REQUEST 1:
In the mailing list post below, which source file does the first patch change?

GIVEN PASSAGE:
────────────────

Re: POC: Lock updated tuples in tuple_update() and tuple_delete() - Mailing list pgsql-hackers

From Alexander Korotkov
Subject Re: POC: Lock updated tuples in tuple_update() and tuple_delete()
Date
Msg-id CAPpHfduCrfzg0HgiZCbVog+sHHmiDO1M_sUouCH1cAJrY__OnA@mail.gmail.com
Whole thread Raw
In response to Re: POC: Lock updated tuples in tuple_update() and tuple_delete()  (Andres Freund <andres@anarazel.de>)
Responses Re: POC: Lock updated tuples in tuple_update() and tuple_delete()  (Andres Freund <andres@anarazel.de>)
List pgsql-hackers
Hi!

On Thu, Mar 23, 2023 at 3:30 AM Andres Freund <andres@anarazel.de> wrote:
> On 2023-03-21 01:25:11 +0300, Alexander Korotkov wrote:
> > I'm going to push patchset v15 if no objections.
>
> Just saw that this went in - didn't catch up with the thread before,
> unfortunately. At the very least I'd like to see some more work on cleaning up
> the lazy tuple slot stuff. It's replete with unnecessary multiple-evaluation
> hazards - I realize that there's some of those already, but I don't think we
> should go further down that route. As far as I can tell there's no need for
> any of this to be macros.

Thank you for taking a look at this, even post-commit.  Regarding
marcos, do you think inline functions would be good instead?

> > From a8b4e8a7b27815e013ea07b8cc9ac68541a9ac07 Mon Sep 17 00:00:00 2001
> > From: Alexander Korotkov <akorotkov@postgresql.org>
> > Date: Tue, 21 Mar 2023 00:34:15 +0300
> > Subject: [PATCH 1/2] Evade extra table_tuple_fetch_row_version() in
> >  ExecUpdate()/ExecDelete()
> >
> > When we lock tuple using table_tuple_lock() then we at the same time fetch
> > the locked tuple to the slot.  In this case we can skip extra
> > table_tuple_fetch_row_version() thank to we've already fetched the 'old' tuple
> > and nobody can change it concurrently since it's locked.
> >
> > Discussion: https://postgr.es/m/CAPpHfdua-YFw3XTprfutzGp28xXLigFtzNbuFY8yPhqeq6X5kg%40mail.gmail.com
> > Reviewed-by: Aleksander Alekseev, Pavel Borisov, Vignesh C, Mason Sharp
> > Reviewed-by: Andres Freund, Chris Travers
> > ---
> >  src/backend/executor/nodeModifyTable.c | 48 +++++++++++++++++++-------
> >  1 file changed, 35 insertions(+), 13 deletions(-)

────────────────

EXCERPTED DATA:
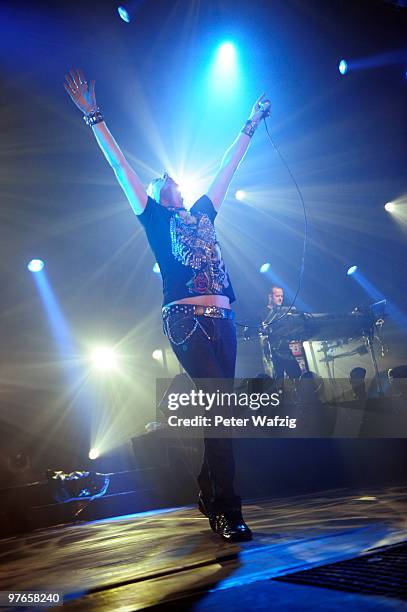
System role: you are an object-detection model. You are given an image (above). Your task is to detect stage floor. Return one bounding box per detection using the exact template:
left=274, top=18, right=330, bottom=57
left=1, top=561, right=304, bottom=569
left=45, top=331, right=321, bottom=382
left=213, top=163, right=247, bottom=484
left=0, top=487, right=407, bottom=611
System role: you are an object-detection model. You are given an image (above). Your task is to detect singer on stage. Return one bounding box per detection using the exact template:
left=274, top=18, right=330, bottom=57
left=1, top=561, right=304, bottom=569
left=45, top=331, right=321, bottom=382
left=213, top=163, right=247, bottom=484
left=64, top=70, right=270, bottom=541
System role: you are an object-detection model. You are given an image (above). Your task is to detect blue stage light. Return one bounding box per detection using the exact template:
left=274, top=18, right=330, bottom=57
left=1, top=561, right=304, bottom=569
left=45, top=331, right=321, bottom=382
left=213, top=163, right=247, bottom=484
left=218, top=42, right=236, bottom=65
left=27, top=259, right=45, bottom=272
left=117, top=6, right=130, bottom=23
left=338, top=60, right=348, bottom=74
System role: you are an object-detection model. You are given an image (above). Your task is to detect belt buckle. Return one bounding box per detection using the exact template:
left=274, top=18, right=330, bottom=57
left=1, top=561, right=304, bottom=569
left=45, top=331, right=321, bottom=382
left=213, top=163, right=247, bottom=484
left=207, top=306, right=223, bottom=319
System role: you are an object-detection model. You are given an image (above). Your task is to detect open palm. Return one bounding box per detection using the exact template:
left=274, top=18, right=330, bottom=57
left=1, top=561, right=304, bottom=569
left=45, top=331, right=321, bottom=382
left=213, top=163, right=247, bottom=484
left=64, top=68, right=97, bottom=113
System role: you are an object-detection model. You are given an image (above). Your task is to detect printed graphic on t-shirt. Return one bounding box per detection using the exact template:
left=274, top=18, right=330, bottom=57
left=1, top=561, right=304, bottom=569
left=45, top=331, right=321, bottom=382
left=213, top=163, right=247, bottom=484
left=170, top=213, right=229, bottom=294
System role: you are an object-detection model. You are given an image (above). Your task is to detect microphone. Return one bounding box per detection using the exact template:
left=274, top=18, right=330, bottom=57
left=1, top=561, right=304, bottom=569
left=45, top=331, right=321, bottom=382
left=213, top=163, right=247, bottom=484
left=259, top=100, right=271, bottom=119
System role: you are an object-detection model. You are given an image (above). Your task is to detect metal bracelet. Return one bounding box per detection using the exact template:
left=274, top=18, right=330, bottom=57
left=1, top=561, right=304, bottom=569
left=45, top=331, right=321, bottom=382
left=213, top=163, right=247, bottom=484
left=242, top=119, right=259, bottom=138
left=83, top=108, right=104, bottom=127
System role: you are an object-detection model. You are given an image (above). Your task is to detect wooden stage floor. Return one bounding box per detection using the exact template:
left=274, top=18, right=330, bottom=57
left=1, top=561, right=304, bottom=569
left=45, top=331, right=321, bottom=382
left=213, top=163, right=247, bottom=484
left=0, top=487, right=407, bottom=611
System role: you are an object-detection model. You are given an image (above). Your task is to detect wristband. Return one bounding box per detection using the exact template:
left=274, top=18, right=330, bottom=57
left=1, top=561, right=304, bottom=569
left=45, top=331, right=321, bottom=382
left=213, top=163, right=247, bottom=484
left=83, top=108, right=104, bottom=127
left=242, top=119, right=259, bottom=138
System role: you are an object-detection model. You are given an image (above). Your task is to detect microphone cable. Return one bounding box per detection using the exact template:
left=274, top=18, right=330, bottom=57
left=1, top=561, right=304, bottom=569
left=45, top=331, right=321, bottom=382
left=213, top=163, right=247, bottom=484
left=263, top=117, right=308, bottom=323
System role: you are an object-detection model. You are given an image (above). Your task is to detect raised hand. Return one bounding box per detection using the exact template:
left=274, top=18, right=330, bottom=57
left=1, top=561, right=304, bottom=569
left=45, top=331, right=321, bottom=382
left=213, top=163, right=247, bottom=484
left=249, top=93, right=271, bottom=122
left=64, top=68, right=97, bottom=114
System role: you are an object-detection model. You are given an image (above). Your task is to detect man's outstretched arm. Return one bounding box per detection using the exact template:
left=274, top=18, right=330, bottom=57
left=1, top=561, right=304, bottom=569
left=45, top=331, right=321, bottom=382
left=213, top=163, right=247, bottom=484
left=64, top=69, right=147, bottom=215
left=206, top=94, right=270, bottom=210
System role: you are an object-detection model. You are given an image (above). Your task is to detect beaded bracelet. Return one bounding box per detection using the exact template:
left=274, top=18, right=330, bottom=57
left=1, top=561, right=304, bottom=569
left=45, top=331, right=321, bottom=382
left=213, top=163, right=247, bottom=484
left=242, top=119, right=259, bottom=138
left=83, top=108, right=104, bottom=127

────────────────

REQUEST 2:
Select and copy in full every line of the records above that contains the string "bracelet". Case counts.

FINAL ANSWER 1:
src/backend/executor/nodeModifyTable.c

FINAL ANSWER 2:
System role: you are an object-detection model. You are given an image (above). Your task is to detect metal bracelet. Return one bounding box per detection using the exact template:
System role: you are an object-detection model. You are given an image (above). Your task is to detect beaded bracelet. Return one bounding box per detection using the exact template:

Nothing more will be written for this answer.